Problem:
Rewrite the passage on checking a lambda's return type, starting at "In that case" and ending at "traits implementation .", and switch "compile time" to "build time".

But remember: this function doen't works with generic-lambdas.

In that case I don't know how to solve the problem and I suppose isn't solvable at all without knowing the type of the input parameters.

Answer 2

You can use static_assert with std::is_same to check type equality at compile time.

If your lambda function always takes no parameters, you can use decltype(f()) to get the function return type, else you will need std::result_of / std::invoke_result or a function traits implementation .

#include <type_traits>

template<class Function, class Container>
struct task{
        Function f;
        Container& c;

        task(Function func, Container& cont):f(func), c(cont){
                static_assert(
                        std::is_same<
                                decltype(f()),                 // type of function return value
                                typename Container::value_type // type of values stored in container
                        >::value,
                        "incompatible function" // error message
                );
        }
};

Answer 3

I see no way to go ahead without using any kind of helper template to determine the parameter list here!

Collected data:

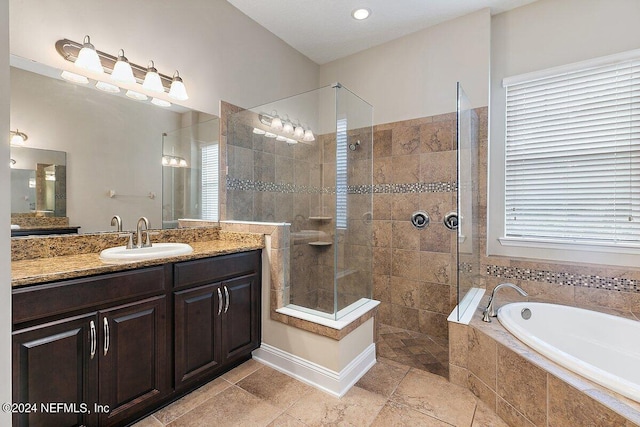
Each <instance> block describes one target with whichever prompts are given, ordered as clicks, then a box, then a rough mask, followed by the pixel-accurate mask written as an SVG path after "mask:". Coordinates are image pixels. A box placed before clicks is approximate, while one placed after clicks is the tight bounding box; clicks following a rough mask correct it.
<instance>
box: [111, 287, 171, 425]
mask: <svg viewBox="0 0 640 427" xmlns="http://www.w3.org/2000/svg"><path fill="white" fill-rule="evenodd" d="M99 320H100V324H99V330H100V336H101V339H100V340H99V343H100V346H99V348H98V352H99V354H100V385H99V395H98V397H99V402H98V403H99V404H101V405H106V406H104V408H105V413H103V414H101V425H114V424H119V423H121V422H122V420H123V419H127V418H129V417H131V416H133V415H135V414H138V413H140V411H143V410H144V409H145V408H146V407H147V406H148V405H152V404H154V403H155V402H157V401H158V400H160V399H161V398H162V397H164V396H165V395H166V394H167V393H168V392H169V391H170V384H169V383H170V381H169V378H170V375H169V369H170V367H169V364H168V363H167V339H166V322H167V320H166V298H165V297H164V296H161V297H156V298H150V299H147V300H143V301H141V302H137V303H133V304H127V305H123V306H119V307H115V308H113V309H109V310H104V311H100V313H99ZM107 406H108V408H107ZM107 409H108V410H107Z"/></svg>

Solution for this task:
In that case I don't know how to solve the problem and I suppose isn't solvable at all without knowing the type of the input parameters.

Answer 2

You can use static_assert with std::is_same to check type equality at build time.

If your lambda function always takes no parameters, you can use decltype(f()) to get the function return type, else you will need std::result_of / std::invoke_result or a function traits implementation .